§ Text to read:
++++++++++++++++++++
[[analysis-hunspell-tokenfilter]]
=== Hunspell Token Filter

Basic support for hunspell stemming. Hunspell dictionaries will be
picked up from a dedicated hunspell directory on the filesystem
(`<path.conf>/hunspell`). Each dictionary is expected to
have its own directory named after its associated locale (language).
This dictionary directory is expected to hold a single `*.aff` and
one or more `*.dic` files (all of which will automatically be picked up).
For example, assuming the default hunspell location is used, the
following directory layout will define the `en_US` dictionary:

[source,js]
--------------------------------------------------
- conf
    |-- hunspell
    |    |-- en_US
    |    |    |-- en_US.dic
    |    |    |-- en_US.aff
--------------------------------------------------

Each dictionary can be configured with one setting:

`ignore_case`::
    If true, dictionary matching will be case insensitive
    (defaults to `false`)

This setting can be configured globally in `elasticsearch.yml` using

* `indices.analysis.hunspell.dictionary.ignore_case`

or for specific dictionaries:

* `indices.analysis.hunspell.dictionary.en_US.ignore_case`.

It is also possible to add `settings.yml` file under the dictionary
directory which holds these settings (this will override any other
settings defined in the `elasticsearch.yml`).
++++++++++++++++++++
§ Stored rows:
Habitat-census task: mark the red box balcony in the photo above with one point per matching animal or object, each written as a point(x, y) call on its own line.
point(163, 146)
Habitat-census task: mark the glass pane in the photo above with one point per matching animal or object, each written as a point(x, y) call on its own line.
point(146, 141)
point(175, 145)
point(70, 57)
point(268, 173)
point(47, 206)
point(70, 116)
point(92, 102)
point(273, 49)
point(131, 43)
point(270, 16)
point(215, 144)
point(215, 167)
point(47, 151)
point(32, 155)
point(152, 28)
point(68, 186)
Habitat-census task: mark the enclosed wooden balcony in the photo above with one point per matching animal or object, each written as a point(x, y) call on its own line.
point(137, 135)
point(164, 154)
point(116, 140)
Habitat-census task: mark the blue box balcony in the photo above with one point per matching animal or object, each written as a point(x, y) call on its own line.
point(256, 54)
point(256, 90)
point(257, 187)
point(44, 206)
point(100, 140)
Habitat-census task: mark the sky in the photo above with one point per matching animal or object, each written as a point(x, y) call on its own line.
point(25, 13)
++++++++++++++++++++
§ Objectives:
- 1) Print the section of the Hunspell token filter text starting with "Basic support for" and going on through "be picked up).".
- 2) In the Hunspell token filter text, what is the default value of the `ignore_case` setting?
- 3) Go on with the Hunspell token filter text from the point where it stops.

§ Outputs by task:
- 1)
Basic support for hunspell stemming. Hunspell dictionaries will be
picked up from a dedicated hunspell directory on the filesystem
(`<path.conf>/hunspell`). Each dictionary is expected to
have its own directory named after its associated locale (language).
This dictionary directory is expected to hold a single `*.aff` and
one or more `*.dic` files (all of which will automatically be picked up).

- 2) `false`

- 3)
One can use the hunspell stem filter by configuring it the analysis
settings:

[source,js]
--------------------------------------------------
{
    "analysis" : {
        "analyzer" : {
            "en" : {
                "tokenizer" : "standard",
                "filter" : [ "lowercase", "en_US" ]
            }
        },
        "filter" : {
            "en_US" : {
                "type" : "hunspell",
                "locale" : "en_US",
                "dedup" : true
            }
        }
    }
}
--------------------------------------------------

The hunspell token filter accepts four options:

`locale`::
    A locale for this filter. If this is unset, the `lang` or
    `language` are used instead - so one of these has to be set.

`dictionary`::
    The name of a dictionary. The path to your hunspell
    dictionaries should be configured via
    `indices.analysis.hunspell.dictionary.location` before.

`dedup`::
    If only unique terms should be returned, this needs to be
    set to `true`. Defaults to `true`.

`longest_only`::
    If only the longest term should be returned, set this to `true`.
    Defaults to `false`: all possible stems are returned.

NOTE: As opposed to the snowball stemmers (which are algorithm based)
this is a dictionary lookup based stemmer and therefore the quality of
the stemming is determined by the quality of the dictionary.

[float]
==== Dictionary loading

By default, the default Hunspell directory (`config/hunspell/`) is checked 
for dictionaries when the node starts up, and any dictionaries are 
automatically loaded.

Dictionary loading can be deferred until they are actually used by setting
`indices.analysis.hunspell.dictionary.lazy` to `true`in the config file.

[float]
==== References

Hunspell is a spell checker and morphological analyzer designed for
languages with rich morphology and complex word compounding and
character encoding.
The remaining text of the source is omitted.